[Data excerpts]

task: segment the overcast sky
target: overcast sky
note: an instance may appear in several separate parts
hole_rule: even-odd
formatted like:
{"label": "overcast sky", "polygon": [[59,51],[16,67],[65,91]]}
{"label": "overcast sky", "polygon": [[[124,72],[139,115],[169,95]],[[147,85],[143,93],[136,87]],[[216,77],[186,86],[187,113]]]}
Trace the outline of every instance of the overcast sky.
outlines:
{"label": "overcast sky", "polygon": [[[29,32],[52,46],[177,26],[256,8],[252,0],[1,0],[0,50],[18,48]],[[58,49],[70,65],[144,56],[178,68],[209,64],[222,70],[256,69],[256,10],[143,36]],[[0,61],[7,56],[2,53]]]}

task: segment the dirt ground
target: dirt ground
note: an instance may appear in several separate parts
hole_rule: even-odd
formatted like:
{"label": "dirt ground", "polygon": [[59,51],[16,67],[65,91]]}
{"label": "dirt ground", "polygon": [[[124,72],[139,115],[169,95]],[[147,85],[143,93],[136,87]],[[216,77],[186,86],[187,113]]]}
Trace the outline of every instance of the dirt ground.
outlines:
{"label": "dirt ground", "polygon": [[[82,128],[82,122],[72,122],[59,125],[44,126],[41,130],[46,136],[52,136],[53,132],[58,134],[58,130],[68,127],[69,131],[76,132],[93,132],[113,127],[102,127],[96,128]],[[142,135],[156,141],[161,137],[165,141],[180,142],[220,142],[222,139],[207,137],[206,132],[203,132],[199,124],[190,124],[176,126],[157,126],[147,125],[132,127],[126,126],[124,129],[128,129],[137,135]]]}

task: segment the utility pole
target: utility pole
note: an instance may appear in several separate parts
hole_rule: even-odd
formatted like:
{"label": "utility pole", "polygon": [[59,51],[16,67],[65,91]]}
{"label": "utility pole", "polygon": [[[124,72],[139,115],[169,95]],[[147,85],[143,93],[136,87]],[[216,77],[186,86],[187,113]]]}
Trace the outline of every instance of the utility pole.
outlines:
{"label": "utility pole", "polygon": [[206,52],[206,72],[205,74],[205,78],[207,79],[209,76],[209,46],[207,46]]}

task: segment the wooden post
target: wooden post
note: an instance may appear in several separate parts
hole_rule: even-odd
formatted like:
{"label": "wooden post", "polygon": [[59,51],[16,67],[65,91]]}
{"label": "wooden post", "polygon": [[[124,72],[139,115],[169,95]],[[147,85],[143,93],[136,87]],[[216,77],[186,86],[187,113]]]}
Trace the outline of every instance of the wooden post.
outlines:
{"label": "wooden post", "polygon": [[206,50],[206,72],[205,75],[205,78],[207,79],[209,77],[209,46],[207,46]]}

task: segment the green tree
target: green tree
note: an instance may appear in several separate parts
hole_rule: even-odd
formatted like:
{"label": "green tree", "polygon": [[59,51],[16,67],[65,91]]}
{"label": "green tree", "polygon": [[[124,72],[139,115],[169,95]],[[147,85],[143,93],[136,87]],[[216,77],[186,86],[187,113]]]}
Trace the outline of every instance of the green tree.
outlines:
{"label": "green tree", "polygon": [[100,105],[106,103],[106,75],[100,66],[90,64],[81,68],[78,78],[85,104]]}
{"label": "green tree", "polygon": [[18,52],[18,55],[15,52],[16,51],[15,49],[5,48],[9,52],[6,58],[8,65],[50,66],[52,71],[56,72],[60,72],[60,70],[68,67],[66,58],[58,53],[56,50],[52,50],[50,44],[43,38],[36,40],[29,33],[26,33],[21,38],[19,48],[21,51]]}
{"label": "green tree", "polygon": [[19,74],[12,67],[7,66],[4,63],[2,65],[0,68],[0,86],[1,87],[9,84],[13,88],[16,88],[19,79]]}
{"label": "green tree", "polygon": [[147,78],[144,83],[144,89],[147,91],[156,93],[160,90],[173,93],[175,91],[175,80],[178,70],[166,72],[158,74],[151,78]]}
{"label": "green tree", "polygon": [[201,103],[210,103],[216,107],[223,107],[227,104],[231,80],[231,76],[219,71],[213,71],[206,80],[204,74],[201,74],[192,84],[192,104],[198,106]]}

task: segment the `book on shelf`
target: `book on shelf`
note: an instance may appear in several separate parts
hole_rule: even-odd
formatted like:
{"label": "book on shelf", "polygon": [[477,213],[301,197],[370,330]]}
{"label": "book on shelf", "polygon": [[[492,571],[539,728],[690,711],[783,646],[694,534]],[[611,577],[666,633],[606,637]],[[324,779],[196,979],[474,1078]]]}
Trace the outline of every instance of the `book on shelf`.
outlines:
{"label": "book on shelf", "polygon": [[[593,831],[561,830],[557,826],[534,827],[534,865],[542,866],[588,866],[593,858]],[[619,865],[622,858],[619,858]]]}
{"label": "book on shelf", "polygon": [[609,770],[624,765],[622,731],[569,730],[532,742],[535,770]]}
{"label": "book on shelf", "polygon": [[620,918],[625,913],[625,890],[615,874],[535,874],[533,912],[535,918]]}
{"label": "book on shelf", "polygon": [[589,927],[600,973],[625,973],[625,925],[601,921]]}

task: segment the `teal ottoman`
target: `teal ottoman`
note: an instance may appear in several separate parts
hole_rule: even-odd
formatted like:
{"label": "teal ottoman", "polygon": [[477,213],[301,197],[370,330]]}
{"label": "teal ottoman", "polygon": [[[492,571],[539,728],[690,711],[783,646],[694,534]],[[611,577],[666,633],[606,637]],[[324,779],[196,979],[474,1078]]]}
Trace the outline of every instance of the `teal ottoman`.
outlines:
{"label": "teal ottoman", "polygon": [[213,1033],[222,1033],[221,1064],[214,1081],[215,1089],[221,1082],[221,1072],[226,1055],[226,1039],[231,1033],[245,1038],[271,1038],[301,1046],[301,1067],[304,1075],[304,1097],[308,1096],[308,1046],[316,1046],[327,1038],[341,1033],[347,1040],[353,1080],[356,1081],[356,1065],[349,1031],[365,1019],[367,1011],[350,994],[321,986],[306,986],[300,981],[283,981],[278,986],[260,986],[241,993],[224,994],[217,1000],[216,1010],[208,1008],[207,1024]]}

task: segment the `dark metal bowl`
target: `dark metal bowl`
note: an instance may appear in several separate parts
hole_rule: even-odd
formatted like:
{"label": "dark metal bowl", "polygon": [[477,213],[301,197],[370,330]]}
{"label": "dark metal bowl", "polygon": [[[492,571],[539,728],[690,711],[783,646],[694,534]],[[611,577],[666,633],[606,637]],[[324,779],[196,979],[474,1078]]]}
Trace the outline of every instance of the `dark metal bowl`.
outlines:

[What is asked] Can you collect every line of the items that contains the word "overcast"?

[Solution for this problem]
task: segment the overcast sky
target: overcast sky
{"label": "overcast sky", "polygon": [[59,51],[16,67],[65,91]]}
{"label": "overcast sky", "polygon": [[[124,72],[139,115],[169,95]],[[147,85],[143,93],[136,87]],[[216,77],[186,86],[187,113]]]}
Trace the outline of every instance of the overcast sky.
{"label": "overcast sky", "polygon": [[[29,32],[52,46],[177,26],[256,8],[252,0],[1,0],[0,50],[18,48]],[[58,49],[70,65],[144,56],[178,68],[209,64],[222,70],[256,69],[256,10],[143,36]],[[0,61],[7,56],[2,53]]]}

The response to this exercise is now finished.